Copy the entries without a single change. Pictures should be dropped.

##### Information shown

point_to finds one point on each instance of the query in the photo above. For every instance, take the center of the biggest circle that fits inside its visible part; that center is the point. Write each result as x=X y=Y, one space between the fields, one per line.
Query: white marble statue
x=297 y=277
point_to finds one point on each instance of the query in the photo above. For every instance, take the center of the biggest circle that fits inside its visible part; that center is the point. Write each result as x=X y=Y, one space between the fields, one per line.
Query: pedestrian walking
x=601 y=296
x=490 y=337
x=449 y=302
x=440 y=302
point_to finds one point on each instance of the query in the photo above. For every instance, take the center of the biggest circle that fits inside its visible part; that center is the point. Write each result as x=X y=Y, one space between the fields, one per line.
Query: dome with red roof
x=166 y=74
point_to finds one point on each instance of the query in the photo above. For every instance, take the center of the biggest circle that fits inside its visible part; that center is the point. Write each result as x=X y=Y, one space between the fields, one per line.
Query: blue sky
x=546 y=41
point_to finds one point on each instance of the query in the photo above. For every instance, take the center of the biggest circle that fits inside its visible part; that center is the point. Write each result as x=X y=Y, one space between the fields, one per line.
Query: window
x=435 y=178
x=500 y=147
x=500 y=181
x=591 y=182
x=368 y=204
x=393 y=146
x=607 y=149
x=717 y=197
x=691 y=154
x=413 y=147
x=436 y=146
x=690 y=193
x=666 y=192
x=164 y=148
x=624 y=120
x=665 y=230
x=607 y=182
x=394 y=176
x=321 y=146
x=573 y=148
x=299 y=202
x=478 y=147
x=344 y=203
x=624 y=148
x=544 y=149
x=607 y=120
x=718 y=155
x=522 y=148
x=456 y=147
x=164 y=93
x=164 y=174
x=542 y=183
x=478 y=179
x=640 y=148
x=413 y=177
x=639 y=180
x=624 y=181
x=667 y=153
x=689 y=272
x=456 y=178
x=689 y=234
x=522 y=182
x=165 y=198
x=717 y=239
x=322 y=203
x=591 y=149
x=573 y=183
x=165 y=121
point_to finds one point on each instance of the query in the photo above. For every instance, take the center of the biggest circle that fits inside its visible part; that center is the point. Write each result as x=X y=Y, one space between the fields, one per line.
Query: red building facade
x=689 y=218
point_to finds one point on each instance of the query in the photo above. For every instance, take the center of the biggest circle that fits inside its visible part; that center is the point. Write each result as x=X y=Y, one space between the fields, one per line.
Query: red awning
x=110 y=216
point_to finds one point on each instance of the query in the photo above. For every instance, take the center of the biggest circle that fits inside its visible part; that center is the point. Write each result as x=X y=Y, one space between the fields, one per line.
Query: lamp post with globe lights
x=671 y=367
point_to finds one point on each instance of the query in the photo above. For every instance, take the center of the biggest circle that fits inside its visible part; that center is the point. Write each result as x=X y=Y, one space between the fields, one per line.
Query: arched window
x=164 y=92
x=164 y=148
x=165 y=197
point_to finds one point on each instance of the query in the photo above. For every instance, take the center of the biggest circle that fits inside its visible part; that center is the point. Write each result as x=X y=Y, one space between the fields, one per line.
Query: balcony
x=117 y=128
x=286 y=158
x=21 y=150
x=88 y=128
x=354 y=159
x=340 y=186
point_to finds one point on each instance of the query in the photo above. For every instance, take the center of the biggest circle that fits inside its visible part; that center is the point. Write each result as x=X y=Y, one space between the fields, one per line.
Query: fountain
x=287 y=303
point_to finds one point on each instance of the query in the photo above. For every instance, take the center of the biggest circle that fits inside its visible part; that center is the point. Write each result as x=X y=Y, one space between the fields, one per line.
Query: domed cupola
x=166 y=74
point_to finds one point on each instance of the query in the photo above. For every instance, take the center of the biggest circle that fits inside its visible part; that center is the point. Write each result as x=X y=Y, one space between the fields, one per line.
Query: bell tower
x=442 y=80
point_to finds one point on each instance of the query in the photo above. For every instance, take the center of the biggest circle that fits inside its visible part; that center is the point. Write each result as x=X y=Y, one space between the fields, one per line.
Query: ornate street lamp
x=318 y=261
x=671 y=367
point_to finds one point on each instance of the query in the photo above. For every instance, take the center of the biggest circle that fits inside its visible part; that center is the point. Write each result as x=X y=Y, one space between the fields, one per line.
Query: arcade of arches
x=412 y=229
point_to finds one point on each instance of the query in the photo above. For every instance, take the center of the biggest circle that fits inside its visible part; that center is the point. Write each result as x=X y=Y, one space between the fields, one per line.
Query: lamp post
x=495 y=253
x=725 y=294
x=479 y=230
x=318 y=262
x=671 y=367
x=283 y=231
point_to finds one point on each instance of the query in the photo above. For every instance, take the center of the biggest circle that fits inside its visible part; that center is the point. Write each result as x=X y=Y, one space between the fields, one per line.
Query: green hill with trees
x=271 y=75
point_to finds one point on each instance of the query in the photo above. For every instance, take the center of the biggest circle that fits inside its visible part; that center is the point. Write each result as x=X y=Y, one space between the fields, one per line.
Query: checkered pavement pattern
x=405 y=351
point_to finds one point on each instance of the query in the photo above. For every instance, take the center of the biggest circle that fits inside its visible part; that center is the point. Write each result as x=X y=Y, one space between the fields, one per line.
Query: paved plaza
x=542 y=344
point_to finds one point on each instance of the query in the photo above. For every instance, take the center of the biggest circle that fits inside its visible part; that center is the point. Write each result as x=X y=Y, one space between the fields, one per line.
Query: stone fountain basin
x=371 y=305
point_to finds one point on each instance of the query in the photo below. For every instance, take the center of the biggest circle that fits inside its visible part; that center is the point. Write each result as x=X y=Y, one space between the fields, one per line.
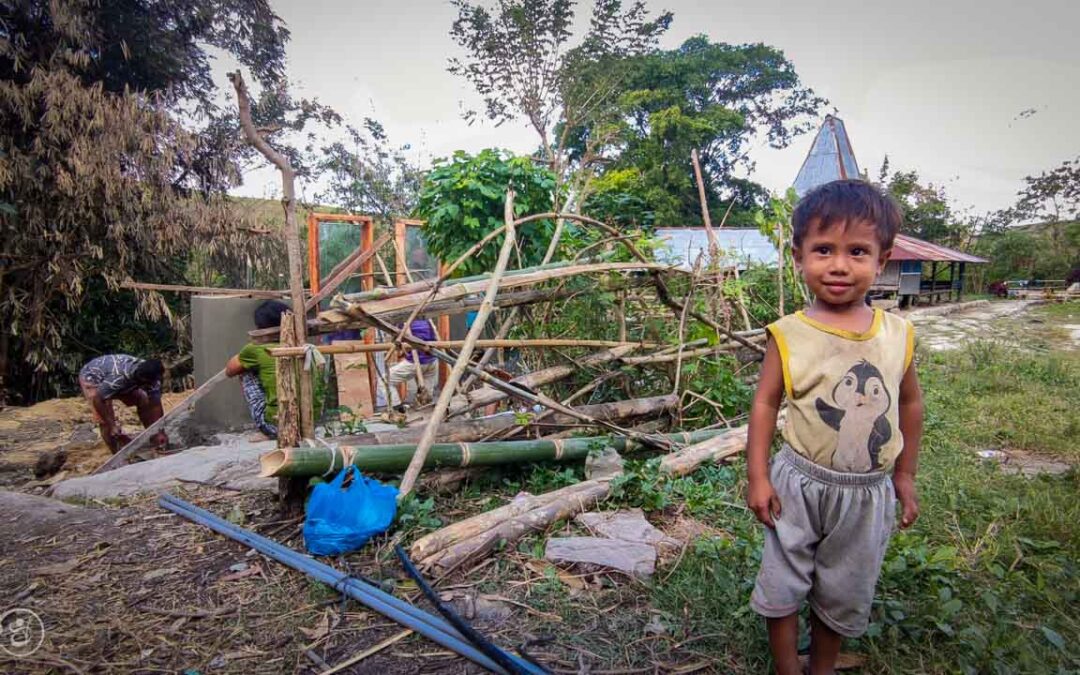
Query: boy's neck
x=855 y=316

##########

Your solution:
point_to finds one point on each instance of the query in the photo above. For every instance, take the center of the biggest circle that fits inside its visible part; that center is the point. Write each result as x=X y=Y, one space between the fields, one per line.
Query: white marble statue
x=297 y=277
point_to finds one point on each instance of the query in the photo above. For every instance, take the center of the biggest circle that fits inside its visible part; that center is the point. Write each result as x=X y=Y, one space between the fields, one per line.
Query: pedestrian walking
x=601 y=296
x=490 y=337
x=449 y=302
x=440 y=302
point_to finds one point on each instance of the query in the photo above. For every instance, take the center of the biggest circle that fits inside its visible part; that center is the point. Write each result as x=X y=Y, one space between the fields, one per line.
Query: dome with red roof
x=166 y=74
point_to finds one point on each instance of the query in the photo above. For every instance, take the center of the biggest circle that fits inside its visible part; that center is the point. Write each result as x=X y=Y, one space between the fields, one per line.
Query: blue sky
x=546 y=41
point_to finds one point on each instance of the query in the photo above. For every instance, take the center of the biggest circle that fits inside its visible part; that center is the point. Write each result as x=X y=Y, one space between the fields, one per line.
Query: window
x=435 y=178
x=500 y=147
x=500 y=181
x=591 y=182
x=368 y=204
x=393 y=146
x=607 y=149
x=717 y=197
x=691 y=154
x=413 y=147
x=436 y=146
x=690 y=193
x=666 y=192
x=164 y=148
x=624 y=120
x=665 y=230
x=607 y=182
x=394 y=176
x=321 y=146
x=573 y=148
x=299 y=202
x=478 y=147
x=344 y=203
x=624 y=148
x=544 y=149
x=607 y=120
x=718 y=155
x=522 y=148
x=456 y=147
x=164 y=93
x=164 y=174
x=542 y=183
x=478 y=179
x=640 y=148
x=413 y=177
x=639 y=180
x=624 y=181
x=667 y=153
x=689 y=272
x=456 y=178
x=689 y=234
x=522 y=182
x=165 y=198
x=717 y=239
x=322 y=203
x=591 y=149
x=573 y=183
x=165 y=121
point_to finds one point on each instance of the query in the photo above. For every instance, take the center of the biggest circle that fits inside its visible part; that center is the point. Write each result as x=X y=Y, one space between the fields, one per line.
Query: red building facade
x=689 y=218
point_to finds one point on each instance of the query in the photo above. For every instance, take the center of the biggest circle that fits inside its visible part; that center is the point. Write each result as x=X y=Y, one space between the fields, one per line.
Query: red awning
x=110 y=216
point_to finds one point on each instance of the query in the photo above. For every instance, take the center of the biggest circle that fits inside its visible part; that center is the point. Write each result as x=X y=Y, one space between the fields, one per line.
Query: lamp post with globe lights
x=671 y=367
point_to finds one point on each instance of the query in the photo above. For every instance, take the center of the biggest circle that fits inside its visible part; that center is the point. Write each result as x=X y=Y, one space between the fields, one per line.
Query: arched window
x=164 y=92
x=164 y=148
x=165 y=197
point_to finds one point on each instance of the query in the photo above. For every instance, take the center of the biggest circle that fits inside its visible part; that center is the point. Write each result as x=X y=Y, one space between the fields, one per line.
Query: balcony
x=117 y=128
x=286 y=158
x=21 y=150
x=88 y=128
x=354 y=159
x=340 y=186
point_to finds one point on each instance of the query in the photo above. For every instance, take the center of the biggest circle that fits inside its visible part; that center is the point. Write each result as x=X y=Y, one space between the fields, one per line.
Query: fountain
x=287 y=303
point_to finds one point on each instance of the query in the photo above. For every instance, take the center of the biggest circle that fits inside its visible part; that center is the point. Write each result as x=X y=Y, one space between the fields, one per line.
Query: domed cupola
x=166 y=74
point_to finds one point on each instance of the query in the photo above. For every instance, take the center of the biggest circle that fits inside its visible part; that center is the point. Write each result as x=X y=Y, one space between the fields, one per line.
Query: bell tower
x=442 y=80
point_to finds one point on each instance of the query in the photo above. For every instance, take the center of the biggest circle that fits inside its visible part; that center is the point. Write each result as x=X y=Y, one space between the fields, one per line.
Query: ornate street lamp
x=318 y=261
x=671 y=367
point_to finds one point on each instance of the query in the photo above. For every instance, take the center of the biggest circle that fits inside its visible part; that center is the point. Write each result as x=X y=Y, one space between the fields, one per line.
Query: arcade of arches
x=412 y=229
point_to finds one point on each instance of the query in the photo above. For every instance, take the center of the biggest circle that fits inside its visible part; that center is the point. Write each result as x=X y=Y, one space between the fields, one per line.
Query: lamp post
x=495 y=253
x=725 y=294
x=479 y=230
x=318 y=262
x=671 y=367
x=283 y=231
point_to finds one point on each instance of the query in the photo above. For every instance, take the center of the biggest circle that fits inside its visible part; that center is the point. Write each result as x=X y=Y, one space between the fields, one per line.
Query: green hill with trees
x=271 y=75
point_to finds one point on each instance of the query in the photo above. For every instance, take the center of the biggest circle that fits inside its visible part; that center is the point. Write each result as x=X y=Y, one space between the fields, one per line.
Query: checkered pavement pattern
x=405 y=351
point_to finds one point on each instance of the query in the photo above. For every instance, take the center of the biggest circle that fits inside its visible part; that center is the point. Write each result as x=X y=Y, one space between the fields, one per line.
Query: paved plaza
x=542 y=344
point_to finds one point on each instance of the query in the photo above. For every instance, take the center of the biggest circle that fits inside its visible part; that center is the point. Write each result as x=X y=Y, one space between the fields, one per line.
Query: stone fountain basin
x=371 y=305
point_to finds one point on each instance of the query in the photo below. For every instance, take the center of the biggest circle that fits inside its visible part; that center is the point. Write each result as x=X y=Y, one space between the fields, one per line.
Query: boy's neck
x=855 y=316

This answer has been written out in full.